## [Required work]
a. Using the passage on value-based design, decide whether each statement holds: (i) engineer-to-value aims at pure cost reduction; (ii) the customer is rarely prepared to assign value to all the requirements formulated; (iii) mastery of modern prototyping technologies belongs to efficient engineering. Answer each with yes or no and quote the words of the passage that decide it.
b. Write out the passage on value-based design word for word, everything from "Only in the" down to "product value management.".

## [Extract]

☆ ☆ ☆ ☆ ☆

Value-based Design for Six Sigma

Dhe global networking of markets offers customers the opportunity to choose between comparable product variants. Many manufacturers from high-wage countries choose the strategy of maintaining their competitiveness on the market through high process efficiency and classic quality parameters (e.g. freedom from defects/lifetime). However, differentiation via this "design-to-cost" approach is becoming increasingly difficult as a result of the rapid increase in process efficiency and technical product quality in low-wage countries.

Examples of successful companies in different industries prove that focusing on the quality perceived by the customer and its consistent implementation in successful products even leads to greater competitive advantages. Compared to "design-to-cost", such "engineer-to-value" does not aim at pure cost reduction, but rather chooses a cost-conscious and value-oriented differentiation strategy via the targeted increase of value-driving product features.

Fields of competence of the Engineer-to-Value

Numerous competencies are necessary for the implementation of Engineer-toValue in product development, which are systematically supported by the targeted use of appropriate tools and methods. An essential competence is first of all the objective recording and transformation of functional, but also emotional-subjective customer requirements. Furthermore, an integrated product management is required in order to provide requirements and specifications without loss of information within the development process and across processes.

Only in the rarest of cases is the customer prepared to assign the corresponding value to all the requirements he formulates. Engineer-to-value therefore requires companies to be able to adapt the product specification in a value-oriented manner, i.e. to engage in product value management.

In order to keep development and production costs as low as possible, competencies in the field of efficient engineering are necessary. These include both effective methods for process optimization at the end of development and the mastery of modern prototyping technologies.

Finally, a holistic engineer-to-value development approach also requires knowledge of how to ensure product quality after development. This requires competencies in the area of quality planning and assurance. These make it possible to take into account the subsequent testing strategy as early as the product development stage, thereby also optimizing the product with regard to potential testing and defect costs.

☆ ☆ ☆ ☆ ☆

## [Provided records]
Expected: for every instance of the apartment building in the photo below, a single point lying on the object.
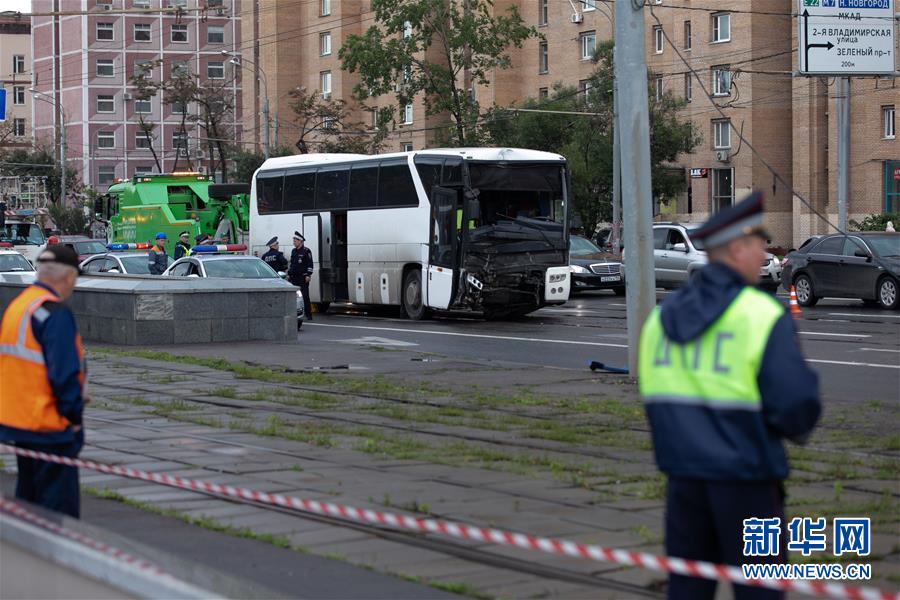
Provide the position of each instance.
(15, 77)
(84, 63)
(742, 52)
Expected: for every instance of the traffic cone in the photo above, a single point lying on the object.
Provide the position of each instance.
(796, 312)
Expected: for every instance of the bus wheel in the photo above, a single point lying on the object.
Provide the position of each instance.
(413, 301)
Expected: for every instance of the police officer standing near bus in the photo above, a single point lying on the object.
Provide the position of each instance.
(157, 259)
(301, 270)
(42, 378)
(723, 382)
(182, 246)
(275, 257)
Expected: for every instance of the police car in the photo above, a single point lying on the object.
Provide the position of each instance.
(124, 259)
(13, 262)
(221, 261)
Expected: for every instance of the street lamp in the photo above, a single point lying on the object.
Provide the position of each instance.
(237, 60)
(62, 139)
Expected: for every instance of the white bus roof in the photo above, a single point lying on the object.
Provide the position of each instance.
(488, 154)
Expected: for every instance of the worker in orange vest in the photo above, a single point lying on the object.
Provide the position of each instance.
(42, 376)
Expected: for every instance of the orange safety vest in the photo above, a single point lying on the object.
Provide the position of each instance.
(26, 399)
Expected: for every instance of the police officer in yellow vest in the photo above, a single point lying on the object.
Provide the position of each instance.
(723, 382)
(42, 382)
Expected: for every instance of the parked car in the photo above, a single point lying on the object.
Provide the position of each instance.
(864, 265)
(592, 269)
(676, 256)
(124, 263)
(83, 245)
(232, 266)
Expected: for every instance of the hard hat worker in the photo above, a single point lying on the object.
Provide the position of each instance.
(157, 259)
(42, 376)
(724, 382)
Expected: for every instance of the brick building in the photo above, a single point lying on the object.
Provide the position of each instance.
(742, 50)
(85, 61)
(15, 77)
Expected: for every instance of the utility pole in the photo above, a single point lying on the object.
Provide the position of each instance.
(843, 109)
(634, 128)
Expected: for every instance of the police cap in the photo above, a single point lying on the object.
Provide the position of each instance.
(742, 219)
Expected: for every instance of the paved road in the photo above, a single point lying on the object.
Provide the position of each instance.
(855, 349)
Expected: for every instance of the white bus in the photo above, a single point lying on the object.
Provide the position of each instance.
(483, 230)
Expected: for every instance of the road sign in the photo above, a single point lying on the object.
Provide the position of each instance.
(847, 37)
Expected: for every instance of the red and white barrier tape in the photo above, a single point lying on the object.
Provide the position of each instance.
(665, 564)
(13, 508)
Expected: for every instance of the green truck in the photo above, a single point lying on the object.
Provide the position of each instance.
(135, 210)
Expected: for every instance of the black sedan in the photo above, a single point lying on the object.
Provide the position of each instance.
(592, 269)
(863, 265)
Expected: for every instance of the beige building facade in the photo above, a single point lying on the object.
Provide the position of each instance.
(15, 78)
(742, 51)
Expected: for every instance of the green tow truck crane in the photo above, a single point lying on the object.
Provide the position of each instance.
(135, 210)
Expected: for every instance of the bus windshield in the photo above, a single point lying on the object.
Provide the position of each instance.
(22, 234)
(529, 196)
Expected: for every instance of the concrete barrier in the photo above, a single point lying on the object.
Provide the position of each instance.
(146, 310)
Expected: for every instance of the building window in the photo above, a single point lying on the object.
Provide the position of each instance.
(543, 12)
(106, 103)
(106, 175)
(143, 107)
(888, 116)
(721, 27)
(215, 69)
(215, 35)
(105, 68)
(588, 43)
(142, 32)
(141, 142)
(722, 134)
(325, 84)
(721, 80)
(106, 139)
(105, 32)
(143, 68)
(723, 189)
(179, 34)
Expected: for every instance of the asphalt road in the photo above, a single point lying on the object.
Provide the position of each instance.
(855, 349)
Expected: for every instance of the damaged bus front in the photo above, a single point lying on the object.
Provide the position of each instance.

☆ ☆ ☆ ☆ ☆

## [Exercise results]
a.
(i) No: "such "engineer-to-value" does not aim at pure cost reduction"
(ii) Yes: "Only in the rarest of cases is the customer prepared to assign the corresponding value to all the requirements he formulates."
(iii) Yes: "These include both effective methods for process optimization at the end of development and the mastery of modern prototyping technologies."

b.
Only in the rarest of cases is the customer prepared to assign the corresponding value to all the requirements he formulates. Engineer-to-value therefore requires companies to be able to adapt the product specification in a value-oriented manner, i.e. to engage in product value management.